Required task 1 |
Reproduce the La Ferté passage word for word, beginning at the words that contain "Susan and I" and stopping after "typical Norman town.".

───── Text segment

We noted the view from the windows upstairs. Because of the boarding up of the windows on three sides, the inmates had only peepholes for a very restricted view of part of the front courtyard and a bit of the street in front of the building. Their view from the back, however, from the unobstructed ten windows on that side, would have been extensive; it would have included not only the prison activities immediately below, but the landscape, fields and woods in the distance, a sweeping if perhaps not a spectacular view. C, I recalled, paid little attention to this view of the landscape aside from making a few [end page 99] astringent comments. Looking out the third-floor windows of La Ferté, I thought that though the place had gone through radical changes and renovations over 75 years, yet here on the spot one could perhaps still glean some insights into C’s perceptions, attitudes and writing strategies during his stay in The Enormous Room.

Our guide was most kind on this tour of La Ferté, answering our questions, pointing out interesting aspects, providing information. As we were leaving, we asked her name, which she wrote down for us. Amid our abundant thanks, Mine Colette Lecomte graciously said that the tour had been her pleasure. It had certainly been ours.

Susan and I were back in La Ferté-Macé two years later in July 1996. For the third time we were welcomed by Mine Cingal at Le Céleste. This time we noted that not only our hotel but the whole town had a more prosperous look. Along our drive from Caen there were new "Invasion" signs from the 50th Anniversary commemorations of the Allied landings including some in La Ferté-Macé itself These reminded us again that La Ferté-Macé is a typical Norman town.

──────────

Required task 2 |
Count the lines in the rows below that contain the string "black", matching case exactly. Reply with the number alone.

───── Records shown

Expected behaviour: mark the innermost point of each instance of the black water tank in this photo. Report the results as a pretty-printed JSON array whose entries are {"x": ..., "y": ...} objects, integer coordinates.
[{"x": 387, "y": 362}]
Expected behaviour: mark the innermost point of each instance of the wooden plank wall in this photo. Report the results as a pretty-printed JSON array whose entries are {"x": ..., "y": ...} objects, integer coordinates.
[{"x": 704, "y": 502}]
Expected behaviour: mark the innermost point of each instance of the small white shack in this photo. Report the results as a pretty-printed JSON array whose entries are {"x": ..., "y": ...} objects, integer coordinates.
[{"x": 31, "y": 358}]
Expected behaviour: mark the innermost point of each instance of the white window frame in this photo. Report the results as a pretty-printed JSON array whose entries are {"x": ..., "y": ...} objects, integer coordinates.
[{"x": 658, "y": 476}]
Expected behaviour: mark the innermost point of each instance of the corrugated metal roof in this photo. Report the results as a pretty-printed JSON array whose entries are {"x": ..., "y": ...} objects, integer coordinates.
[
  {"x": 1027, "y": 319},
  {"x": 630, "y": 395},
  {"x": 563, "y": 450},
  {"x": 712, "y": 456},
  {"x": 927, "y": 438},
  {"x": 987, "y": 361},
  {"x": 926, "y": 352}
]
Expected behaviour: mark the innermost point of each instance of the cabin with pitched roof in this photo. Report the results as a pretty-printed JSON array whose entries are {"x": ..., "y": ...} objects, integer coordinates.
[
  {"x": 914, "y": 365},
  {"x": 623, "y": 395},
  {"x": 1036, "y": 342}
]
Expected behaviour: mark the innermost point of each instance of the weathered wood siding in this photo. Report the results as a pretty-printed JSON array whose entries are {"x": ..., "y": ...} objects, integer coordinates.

──────────

Full output 1 |
Susan and I were back in La Ferté-Macé two years later in July 1996. For the third time we were welcomed by Mine Cingal at Le Céleste. This time we noted that not only our hotel but the whole town had a more prosperous look. Along our drive from Caen there were new "Invasion" signs from the 50th Anniversary commemorations of the Allied landings including some in La Ferté-Macé itself These reminded us again that La Ferté-Macé is a typical Norman town.

Full output 2 |
1